::: TEXTE EXTRAIT :::

C’est pour résoudre ce besoin du marché que la jeune docteure en hydro-écologie, titulaire d’une thèse sur les fonctions écologiques de régulation des nitrates via le processus de dénitrification, propose l’accès à une plateforme web, Indiqu’Eau. Celle-ci regroupe des observations, données et modélisations permettant d’analyser les prédictions au regard des normes environnementales, de développer des indicateurs adéquats à la problématique du territoire, d’évaluer les coûts des changements de pratiques nécessaires (agriculture, barrages, stations de traitement) et d’aider à la décision.

La dépollution de l’eau par les nitrates

Roxelane Cakir a découvert le monde de l’eau après son diplôme d’Ingénieure agronome de l’INP-ENSAT. Dans le cadre de son master Ecosystème et anthropisation, elle a travaillé en Nouvelle-Calédonie et en Australie sur l'impact du changement climatique sur les mangroves. Elle a ensuite poursuivi ses travaux de recherche, durant sa thèse au laboratoire Ecologie fonctionnelle et environnement. C’est là qu’elle a rencontré deux personnes déterminantes pour la suite de son parcours : Sabine Sauvage, ingénieure de recherche CNRS et José Miguel Sánchez-Péraez, directeur de recherche CNRS, spécialistes de la modélisation des flux naturels de la zone critique, cette mince zone fortement impactée par l’activité humaine, située entre l’atmosphère, l’hydrosphère et les sols.

Au sein de l’équipe EcoBIogéochimie de la Zone critique, Roxelane Cakir a contribué, en doctorat puis en post doctorat, à quantifier et à modéliser « les services écosystémiques c’est-à-dire les services rendus par la nature, plus précisément le rôle des nitrates dans la dépollution de l’eau. » La publication par Roxelane Cakir de deux articles, l’un sur l’évaluation des indicateurs de la fonction écologique liés aux nitrates et l’autre sur l’évaluation économique de la contribution naturelle des nitrates à la dépollution de l’eau ont attiré l’attention de plusieurs syndicats mixtes en charge de la gestion de l’eau. « C’est en échangeant avec Sabine et José, qu’a émergé l'idée de la startup. Au même moment, en septembre 2020, j’ai entendu parler de la première édition du programme Doc d’Occitanie pour valoriser ses travaux de thèse. »

:::

> SÉRIE DE CONSIGNES:
a – Dans le texte sur Roxelane Cakir, quel est le nom de la plateforme web qu’elle propose ?
b – Poursuivez le texte sur le parcours de Roxelane Cakir à partir de sa dernière phrase.
Les lignes ne jouent aucun rôle dans ce travail.

::: ENTRÉES DE DONNÉES :::

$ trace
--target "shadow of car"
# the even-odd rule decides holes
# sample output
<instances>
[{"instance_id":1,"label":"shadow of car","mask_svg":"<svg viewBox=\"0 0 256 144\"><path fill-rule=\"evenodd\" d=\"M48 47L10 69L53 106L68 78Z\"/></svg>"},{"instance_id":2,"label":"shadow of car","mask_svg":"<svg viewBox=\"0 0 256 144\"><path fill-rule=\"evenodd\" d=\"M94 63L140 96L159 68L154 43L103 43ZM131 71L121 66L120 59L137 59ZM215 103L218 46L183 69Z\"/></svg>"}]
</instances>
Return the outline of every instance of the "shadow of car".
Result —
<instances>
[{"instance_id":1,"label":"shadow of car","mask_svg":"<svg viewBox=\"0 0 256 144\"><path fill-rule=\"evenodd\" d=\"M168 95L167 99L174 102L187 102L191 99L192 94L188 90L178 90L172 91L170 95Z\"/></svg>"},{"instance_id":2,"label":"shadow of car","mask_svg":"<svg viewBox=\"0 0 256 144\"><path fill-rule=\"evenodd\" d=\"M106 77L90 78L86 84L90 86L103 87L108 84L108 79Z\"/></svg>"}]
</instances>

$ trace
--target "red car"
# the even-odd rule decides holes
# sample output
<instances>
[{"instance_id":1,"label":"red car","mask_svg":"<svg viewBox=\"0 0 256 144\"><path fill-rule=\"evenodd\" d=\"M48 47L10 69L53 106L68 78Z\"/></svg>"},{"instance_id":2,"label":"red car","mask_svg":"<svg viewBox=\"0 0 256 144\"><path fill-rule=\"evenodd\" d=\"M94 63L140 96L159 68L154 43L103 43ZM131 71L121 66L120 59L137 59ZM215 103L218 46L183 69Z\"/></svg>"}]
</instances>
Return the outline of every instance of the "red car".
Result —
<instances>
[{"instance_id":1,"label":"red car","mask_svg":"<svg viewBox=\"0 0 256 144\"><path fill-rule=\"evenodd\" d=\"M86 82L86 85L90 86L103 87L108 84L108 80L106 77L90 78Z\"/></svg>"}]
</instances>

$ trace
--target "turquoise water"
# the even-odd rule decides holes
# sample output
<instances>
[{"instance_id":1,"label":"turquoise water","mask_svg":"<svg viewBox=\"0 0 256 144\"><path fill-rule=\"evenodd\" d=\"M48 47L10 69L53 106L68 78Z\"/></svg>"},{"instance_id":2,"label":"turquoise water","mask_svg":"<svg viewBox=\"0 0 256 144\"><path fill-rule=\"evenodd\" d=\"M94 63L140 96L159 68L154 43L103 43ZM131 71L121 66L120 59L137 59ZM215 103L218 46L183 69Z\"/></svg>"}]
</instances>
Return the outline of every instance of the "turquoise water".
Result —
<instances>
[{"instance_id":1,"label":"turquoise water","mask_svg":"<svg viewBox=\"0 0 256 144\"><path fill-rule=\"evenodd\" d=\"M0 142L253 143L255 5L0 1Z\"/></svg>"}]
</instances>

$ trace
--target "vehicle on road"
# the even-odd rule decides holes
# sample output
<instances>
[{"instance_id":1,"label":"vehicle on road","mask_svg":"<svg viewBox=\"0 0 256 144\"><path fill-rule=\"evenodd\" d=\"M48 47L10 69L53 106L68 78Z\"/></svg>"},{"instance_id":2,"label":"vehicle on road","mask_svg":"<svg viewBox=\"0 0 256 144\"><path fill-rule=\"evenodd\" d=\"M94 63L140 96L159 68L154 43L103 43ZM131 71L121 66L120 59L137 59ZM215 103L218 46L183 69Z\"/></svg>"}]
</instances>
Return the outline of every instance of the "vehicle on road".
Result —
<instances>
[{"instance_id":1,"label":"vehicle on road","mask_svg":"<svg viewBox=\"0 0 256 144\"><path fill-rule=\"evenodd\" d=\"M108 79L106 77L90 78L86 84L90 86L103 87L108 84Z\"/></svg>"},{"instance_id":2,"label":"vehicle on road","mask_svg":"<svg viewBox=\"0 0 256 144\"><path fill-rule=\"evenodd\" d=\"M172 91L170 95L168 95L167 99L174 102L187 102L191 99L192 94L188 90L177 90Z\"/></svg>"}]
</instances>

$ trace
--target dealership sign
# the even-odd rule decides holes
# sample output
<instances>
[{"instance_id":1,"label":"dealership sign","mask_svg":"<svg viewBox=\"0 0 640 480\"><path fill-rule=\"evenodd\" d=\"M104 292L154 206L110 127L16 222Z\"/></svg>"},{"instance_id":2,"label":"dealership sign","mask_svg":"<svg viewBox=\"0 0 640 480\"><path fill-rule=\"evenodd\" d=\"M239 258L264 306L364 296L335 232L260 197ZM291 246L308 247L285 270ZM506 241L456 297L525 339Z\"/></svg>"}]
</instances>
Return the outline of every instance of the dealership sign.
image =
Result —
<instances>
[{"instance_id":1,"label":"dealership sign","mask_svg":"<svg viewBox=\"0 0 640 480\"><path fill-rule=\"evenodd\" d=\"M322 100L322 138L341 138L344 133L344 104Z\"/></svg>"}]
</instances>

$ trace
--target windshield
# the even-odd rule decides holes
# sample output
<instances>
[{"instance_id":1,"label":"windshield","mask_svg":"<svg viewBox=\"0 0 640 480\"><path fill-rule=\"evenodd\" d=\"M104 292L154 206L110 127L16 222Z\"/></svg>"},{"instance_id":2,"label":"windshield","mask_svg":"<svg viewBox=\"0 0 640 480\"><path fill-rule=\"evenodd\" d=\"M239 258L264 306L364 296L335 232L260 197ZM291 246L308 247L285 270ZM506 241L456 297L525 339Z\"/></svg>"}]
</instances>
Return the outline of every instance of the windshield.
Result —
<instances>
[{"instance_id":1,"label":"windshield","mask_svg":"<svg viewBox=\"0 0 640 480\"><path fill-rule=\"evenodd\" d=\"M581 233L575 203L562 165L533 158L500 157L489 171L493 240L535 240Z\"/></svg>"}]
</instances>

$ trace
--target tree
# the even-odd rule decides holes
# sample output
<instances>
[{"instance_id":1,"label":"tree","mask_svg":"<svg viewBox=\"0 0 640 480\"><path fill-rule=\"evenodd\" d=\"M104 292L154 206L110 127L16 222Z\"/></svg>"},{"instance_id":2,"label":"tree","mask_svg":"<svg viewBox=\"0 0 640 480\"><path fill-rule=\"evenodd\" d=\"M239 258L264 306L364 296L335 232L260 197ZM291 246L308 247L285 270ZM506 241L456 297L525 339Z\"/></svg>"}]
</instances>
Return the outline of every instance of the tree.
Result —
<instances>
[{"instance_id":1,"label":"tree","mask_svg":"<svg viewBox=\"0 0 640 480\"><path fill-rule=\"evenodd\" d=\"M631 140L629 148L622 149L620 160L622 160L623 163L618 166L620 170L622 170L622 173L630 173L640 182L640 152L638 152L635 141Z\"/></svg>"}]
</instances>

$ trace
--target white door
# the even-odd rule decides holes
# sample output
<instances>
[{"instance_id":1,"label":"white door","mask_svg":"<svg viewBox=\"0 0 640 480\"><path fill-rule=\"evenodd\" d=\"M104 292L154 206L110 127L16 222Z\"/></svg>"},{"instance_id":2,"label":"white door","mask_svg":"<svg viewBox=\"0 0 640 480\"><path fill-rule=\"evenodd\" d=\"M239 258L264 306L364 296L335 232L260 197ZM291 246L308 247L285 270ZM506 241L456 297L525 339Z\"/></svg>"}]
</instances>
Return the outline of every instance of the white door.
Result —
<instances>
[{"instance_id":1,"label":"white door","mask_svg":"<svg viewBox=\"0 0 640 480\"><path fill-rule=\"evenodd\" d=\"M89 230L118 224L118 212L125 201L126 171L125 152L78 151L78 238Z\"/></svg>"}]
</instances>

:::

> LES RÉPONSES:
a – Indiqu’Eau.

b –
Un prototype dès le printemps

Sélectionnée par Toulouse Tech Transfer, Roxelane Cakir bénéficie alors d’un accompagnement à l’entrepreneuriat deep tech et de conseils spécifiques : sensibilisation au transfert de technologie, conseil en propriété intellectuelle et surtout analyse du potentiel économique. L’étude de marché s’est révélée particulièrement positive, confirmant l’existence d’«un marché florissant» et conduisant la docteure à la création d’ Hetwa en janvier 2022.

Actuellement l’entreprise propose à la fois des prestations de service et développe des partenariats lors de réponses communes à des appels d’offres, ces deux activités permettant de financer le développement de la plateforme Indiqu’Eau.

« Dans un premier temps la plateforme est basée sur une optimisation statistique. J’utiliserai ensuite des algorithmes d'optimisation », explique Roxelane Cakir. « Je travaille avec le syndicat mixte de la Save sur le premier prototypage et je prévois la commercialisation d’Indiqu’Eau pour le deuxième semestre 2022. »

Déjà lauréate du concours d’innovation i-Phd de BPI France, Roxelane Cakir prévoit de postuler prochainement à la Bourse French Tech afin de financer une partie de l’innovation nécessaire à la croissance d’Hetwa.

 

Emmanuelle Durand-Rodriguez
Journaliste scientifique

En savoir plus

Découvrez le portrait vidéo de Roxelane Cakir réalisé par Toulouse Tech Transfer (TTT)

Contact

Roxelane Cakir
Chercheuse CNRS au laboratoire Ecologie fonctionnelle et environnement (CNRS / Université Toulouse III – Paul Sabatier / INP Toulouse)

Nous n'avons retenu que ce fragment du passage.